(Stored items)
──────────

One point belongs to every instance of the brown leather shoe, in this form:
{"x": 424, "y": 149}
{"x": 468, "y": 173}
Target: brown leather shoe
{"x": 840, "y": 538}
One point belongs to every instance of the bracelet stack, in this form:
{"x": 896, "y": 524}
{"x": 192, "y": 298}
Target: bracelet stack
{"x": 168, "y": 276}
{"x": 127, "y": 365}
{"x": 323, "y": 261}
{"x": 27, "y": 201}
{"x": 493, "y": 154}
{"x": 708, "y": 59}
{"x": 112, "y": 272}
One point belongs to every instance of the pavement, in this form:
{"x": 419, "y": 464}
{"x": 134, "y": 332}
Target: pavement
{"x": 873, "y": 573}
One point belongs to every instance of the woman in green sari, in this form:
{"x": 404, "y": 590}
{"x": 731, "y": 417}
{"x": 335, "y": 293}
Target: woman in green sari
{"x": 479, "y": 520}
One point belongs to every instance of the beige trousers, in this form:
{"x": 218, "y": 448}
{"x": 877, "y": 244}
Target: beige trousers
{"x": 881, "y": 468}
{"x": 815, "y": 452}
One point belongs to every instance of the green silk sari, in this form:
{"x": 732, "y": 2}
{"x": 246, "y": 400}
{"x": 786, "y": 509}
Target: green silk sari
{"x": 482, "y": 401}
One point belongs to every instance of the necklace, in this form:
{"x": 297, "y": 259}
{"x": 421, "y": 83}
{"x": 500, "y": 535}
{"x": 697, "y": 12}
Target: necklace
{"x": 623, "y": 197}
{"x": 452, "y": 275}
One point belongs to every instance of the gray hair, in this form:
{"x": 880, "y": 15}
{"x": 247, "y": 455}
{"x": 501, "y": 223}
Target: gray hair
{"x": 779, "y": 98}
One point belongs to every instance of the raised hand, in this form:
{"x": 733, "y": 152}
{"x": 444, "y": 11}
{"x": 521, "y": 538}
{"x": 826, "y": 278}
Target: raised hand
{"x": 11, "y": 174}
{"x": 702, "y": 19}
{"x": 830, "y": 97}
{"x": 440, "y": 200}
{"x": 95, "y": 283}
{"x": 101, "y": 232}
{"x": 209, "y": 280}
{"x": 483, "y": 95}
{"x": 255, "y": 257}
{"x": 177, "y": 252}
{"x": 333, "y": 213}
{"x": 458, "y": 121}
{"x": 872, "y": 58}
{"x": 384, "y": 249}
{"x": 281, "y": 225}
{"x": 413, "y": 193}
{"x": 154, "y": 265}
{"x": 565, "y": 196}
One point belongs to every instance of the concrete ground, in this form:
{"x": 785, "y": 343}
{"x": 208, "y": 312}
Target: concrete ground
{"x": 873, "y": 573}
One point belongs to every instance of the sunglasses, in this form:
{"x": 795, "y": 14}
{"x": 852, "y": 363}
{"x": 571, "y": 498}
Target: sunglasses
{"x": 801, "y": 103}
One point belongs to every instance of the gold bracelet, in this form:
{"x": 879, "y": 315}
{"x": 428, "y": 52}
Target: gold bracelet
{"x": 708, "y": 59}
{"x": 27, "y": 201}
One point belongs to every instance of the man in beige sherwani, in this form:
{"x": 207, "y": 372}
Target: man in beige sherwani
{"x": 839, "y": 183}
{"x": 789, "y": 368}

──────────

### REQUIRED TASK
Copy all of the material above line for line, keeping every character unchanged.

### FINISHED TASK
One point belongs to every instance of the brown leather shoe, in this form:
{"x": 424, "y": 149}
{"x": 468, "y": 173}
Target: brown leather shoe
{"x": 840, "y": 538}
One point belongs to every instance of the bracelet stack, in this form:
{"x": 896, "y": 524}
{"x": 192, "y": 298}
Target: bracelet stack
{"x": 168, "y": 276}
{"x": 127, "y": 365}
{"x": 323, "y": 261}
{"x": 27, "y": 201}
{"x": 493, "y": 154}
{"x": 708, "y": 59}
{"x": 112, "y": 272}
One point belongs to every instance of the pavement, in this form:
{"x": 419, "y": 464}
{"x": 134, "y": 332}
Target: pavement
{"x": 873, "y": 573}
One point belongs to every instance of the woman in green sari, in this form:
{"x": 404, "y": 590}
{"x": 731, "y": 417}
{"x": 335, "y": 293}
Target: woman in green sari
{"x": 479, "y": 520}
One point belongs to every instance of the beige trousers, in this form:
{"x": 218, "y": 448}
{"x": 877, "y": 244}
Target: beige trousers
{"x": 881, "y": 468}
{"x": 815, "y": 452}
One point belongs to every instance of the green silk sari, in this form:
{"x": 732, "y": 2}
{"x": 246, "y": 400}
{"x": 786, "y": 509}
Target: green silk sari
{"x": 482, "y": 401}
One point belongs to every instance of the necklace, in this form:
{"x": 297, "y": 259}
{"x": 421, "y": 83}
{"x": 500, "y": 535}
{"x": 697, "y": 12}
Target: necklace
{"x": 623, "y": 197}
{"x": 452, "y": 275}
One point belongs to every instance of the gray hair, in this form:
{"x": 880, "y": 15}
{"x": 247, "y": 455}
{"x": 501, "y": 223}
Target: gray hair
{"x": 779, "y": 98}
One point belongs to every instance of the raised hand, in this form:
{"x": 733, "y": 152}
{"x": 444, "y": 11}
{"x": 521, "y": 538}
{"x": 826, "y": 278}
Target: raised hand
{"x": 11, "y": 174}
{"x": 702, "y": 19}
{"x": 830, "y": 97}
{"x": 440, "y": 200}
{"x": 95, "y": 283}
{"x": 101, "y": 232}
{"x": 209, "y": 280}
{"x": 483, "y": 95}
{"x": 255, "y": 257}
{"x": 177, "y": 252}
{"x": 333, "y": 213}
{"x": 458, "y": 121}
{"x": 872, "y": 58}
{"x": 384, "y": 249}
{"x": 281, "y": 225}
{"x": 413, "y": 193}
{"x": 154, "y": 265}
{"x": 565, "y": 196}
One point belongs to every instance of the concrete ground, in this form:
{"x": 785, "y": 343}
{"x": 208, "y": 312}
Target: concrete ground
{"x": 873, "y": 573}
One point belongs to every instance of the sunglasses, in this form:
{"x": 795, "y": 14}
{"x": 852, "y": 363}
{"x": 571, "y": 498}
Target: sunglasses
{"x": 801, "y": 103}
One point belongs to every instance of the gold bracelet, in this form:
{"x": 879, "y": 315}
{"x": 428, "y": 52}
Target: gold bracelet
{"x": 708, "y": 59}
{"x": 27, "y": 201}
One point belongs to every instance of the man in beige sherwani, in this form:
{"x": 207, "y": 372}
Target: man in beige sherwani
{"x": 839, "y": 183}
{"x": 789, "y": 368}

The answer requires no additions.